**WHAT IS BEING ASKED:**
Could you reproduce the lines below word for word, omitting the pictures?

**Gathered data entries:**
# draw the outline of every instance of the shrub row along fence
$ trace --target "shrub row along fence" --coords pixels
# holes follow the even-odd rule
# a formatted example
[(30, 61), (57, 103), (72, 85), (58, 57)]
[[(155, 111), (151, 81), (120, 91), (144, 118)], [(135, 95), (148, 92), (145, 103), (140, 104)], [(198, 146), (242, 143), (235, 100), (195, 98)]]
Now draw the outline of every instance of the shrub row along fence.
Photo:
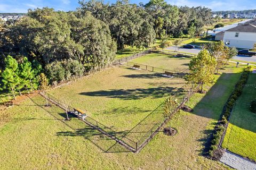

**RESPONSE TO THE TASK:**
# draw the outline of every instance of the shrub row along fence
$ trace --target "shrub row along fence" --coords pixels
# holes follow the even-odd rule
# a formatted example
[(30, 61), (57, 103), (72, 85), (58, 57)]
[[(155, 111), (151, 81), (120, 91), (144, 118)], [(135, 95), (148, 92), (145, 103), (140, 104)], [(198, 146), (242, 143), (235, 100), (195, 98)]]
Now draw the outline of every instance of the shrub row along fence.
Photo:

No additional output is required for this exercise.